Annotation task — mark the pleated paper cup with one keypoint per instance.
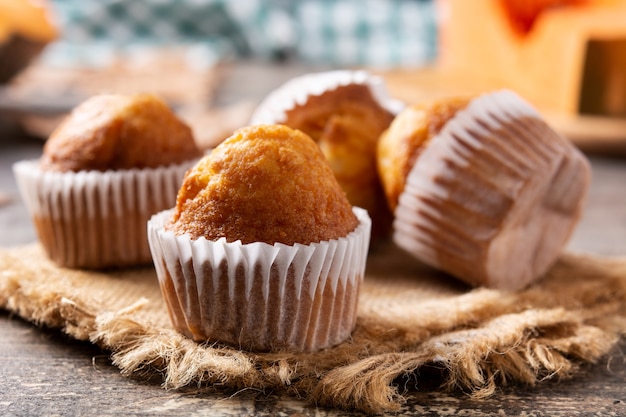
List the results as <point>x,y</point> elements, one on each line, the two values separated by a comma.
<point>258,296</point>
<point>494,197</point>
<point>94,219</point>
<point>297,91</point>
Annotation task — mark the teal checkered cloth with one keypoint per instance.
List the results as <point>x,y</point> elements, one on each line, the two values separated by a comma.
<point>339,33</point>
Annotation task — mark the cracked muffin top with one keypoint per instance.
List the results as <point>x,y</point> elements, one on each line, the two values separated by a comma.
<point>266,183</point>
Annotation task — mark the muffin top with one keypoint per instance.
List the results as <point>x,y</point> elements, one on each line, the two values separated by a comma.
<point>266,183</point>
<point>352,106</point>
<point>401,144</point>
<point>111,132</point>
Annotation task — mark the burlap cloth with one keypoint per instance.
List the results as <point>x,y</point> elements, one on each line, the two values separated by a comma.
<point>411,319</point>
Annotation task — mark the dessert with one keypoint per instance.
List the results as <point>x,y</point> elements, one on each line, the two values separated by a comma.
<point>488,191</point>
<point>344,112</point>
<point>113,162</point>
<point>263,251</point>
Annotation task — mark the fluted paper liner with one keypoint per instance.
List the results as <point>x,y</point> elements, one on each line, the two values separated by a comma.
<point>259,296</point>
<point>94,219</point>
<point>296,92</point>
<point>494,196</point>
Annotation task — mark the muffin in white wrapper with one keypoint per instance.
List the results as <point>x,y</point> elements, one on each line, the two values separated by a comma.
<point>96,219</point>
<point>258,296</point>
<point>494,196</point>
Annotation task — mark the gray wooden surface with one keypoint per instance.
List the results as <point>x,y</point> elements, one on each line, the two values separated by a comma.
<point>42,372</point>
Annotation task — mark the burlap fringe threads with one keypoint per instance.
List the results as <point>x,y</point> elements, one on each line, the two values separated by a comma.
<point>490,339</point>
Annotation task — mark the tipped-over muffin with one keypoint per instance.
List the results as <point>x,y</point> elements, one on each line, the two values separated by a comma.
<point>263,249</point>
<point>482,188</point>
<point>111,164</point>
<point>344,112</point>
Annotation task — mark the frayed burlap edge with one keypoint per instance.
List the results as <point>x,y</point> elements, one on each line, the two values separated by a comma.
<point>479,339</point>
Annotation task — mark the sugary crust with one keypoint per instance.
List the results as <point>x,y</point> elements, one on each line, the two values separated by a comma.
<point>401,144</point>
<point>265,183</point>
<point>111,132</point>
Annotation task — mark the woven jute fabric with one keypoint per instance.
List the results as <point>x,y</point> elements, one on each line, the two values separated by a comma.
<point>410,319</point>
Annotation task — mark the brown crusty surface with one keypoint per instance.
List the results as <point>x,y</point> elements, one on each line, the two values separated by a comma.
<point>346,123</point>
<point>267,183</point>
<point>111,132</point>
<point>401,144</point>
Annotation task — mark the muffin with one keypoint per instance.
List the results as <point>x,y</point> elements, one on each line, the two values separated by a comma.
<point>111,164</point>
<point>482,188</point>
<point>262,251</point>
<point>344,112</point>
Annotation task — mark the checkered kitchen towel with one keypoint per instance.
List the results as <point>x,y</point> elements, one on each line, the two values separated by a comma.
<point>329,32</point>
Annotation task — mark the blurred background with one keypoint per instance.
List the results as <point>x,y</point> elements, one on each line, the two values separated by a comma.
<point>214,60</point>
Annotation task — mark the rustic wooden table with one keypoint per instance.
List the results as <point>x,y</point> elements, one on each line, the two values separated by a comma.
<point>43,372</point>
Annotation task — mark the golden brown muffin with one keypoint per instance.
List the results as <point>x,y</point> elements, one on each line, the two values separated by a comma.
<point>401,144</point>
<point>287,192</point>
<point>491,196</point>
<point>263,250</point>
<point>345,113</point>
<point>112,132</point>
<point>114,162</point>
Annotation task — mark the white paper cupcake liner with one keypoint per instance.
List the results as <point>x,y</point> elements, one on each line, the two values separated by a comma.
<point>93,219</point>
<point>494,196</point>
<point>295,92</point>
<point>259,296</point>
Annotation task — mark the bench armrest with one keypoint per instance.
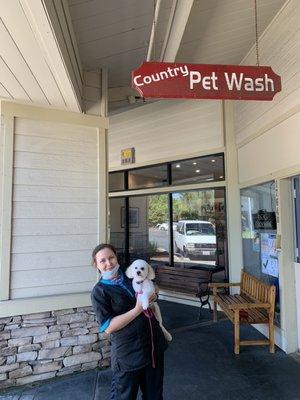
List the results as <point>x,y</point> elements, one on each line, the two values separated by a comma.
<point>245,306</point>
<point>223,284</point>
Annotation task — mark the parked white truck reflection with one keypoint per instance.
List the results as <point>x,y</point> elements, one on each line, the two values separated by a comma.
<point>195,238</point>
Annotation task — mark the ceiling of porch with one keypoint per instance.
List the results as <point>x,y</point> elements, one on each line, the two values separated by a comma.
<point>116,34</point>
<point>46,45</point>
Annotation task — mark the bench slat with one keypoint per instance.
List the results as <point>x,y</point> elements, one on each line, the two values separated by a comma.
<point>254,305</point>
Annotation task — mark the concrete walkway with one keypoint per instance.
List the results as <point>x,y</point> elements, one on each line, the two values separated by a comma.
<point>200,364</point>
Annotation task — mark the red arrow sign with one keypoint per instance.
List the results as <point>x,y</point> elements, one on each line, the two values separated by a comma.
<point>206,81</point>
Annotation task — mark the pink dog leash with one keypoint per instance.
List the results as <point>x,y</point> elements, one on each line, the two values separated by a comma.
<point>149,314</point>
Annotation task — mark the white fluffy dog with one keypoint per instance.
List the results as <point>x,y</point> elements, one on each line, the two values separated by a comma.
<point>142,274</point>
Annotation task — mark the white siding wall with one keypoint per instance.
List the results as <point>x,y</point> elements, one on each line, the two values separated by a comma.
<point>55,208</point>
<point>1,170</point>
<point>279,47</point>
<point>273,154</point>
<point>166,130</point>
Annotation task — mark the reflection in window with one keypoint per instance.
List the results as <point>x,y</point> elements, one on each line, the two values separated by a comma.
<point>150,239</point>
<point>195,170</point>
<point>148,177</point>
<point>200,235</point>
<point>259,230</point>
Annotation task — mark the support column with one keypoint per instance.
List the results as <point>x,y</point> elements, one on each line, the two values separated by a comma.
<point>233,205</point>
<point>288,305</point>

### Exercise brief
Give back, exactly as written, the lines from the top of the material through the line with "Annotation task — mark the burlap cloth", ends included and pictures left aside.

### Reply
Annotation task — mark the pleated paper cup with one keypoint per instance.
List the results as <point>x,y</point> elements, one on each line, the two values separated by a comma.
<point>258,296</point>
<point>494,197</point>
<point>94,219</point>
<point>297,91</point>
Annotation task — mark the teal checkered cloth with one keypoint per instance.
List the results as <point>x,y</point> elements, one on each line, the two values separated by a comma.
<point>339,33</point>
Annotation task — mark the cracked muffin top with one keypoint per instance.
List the results as <point>x,y</point> elements, one on each line, the two values separated by a comma.
<point>266,183</point>
Annotation task — mark the muffin top with one keypoint per instance.
List the results as <point>x,y</point> elements, one on each line, the two values separated by a comma.
<point>266,183</point>
<point>352,106</point>
<point>401,144</point>
<point>111,132</point>
Annotation task — mark the burlap cloth with one keypoint per instance.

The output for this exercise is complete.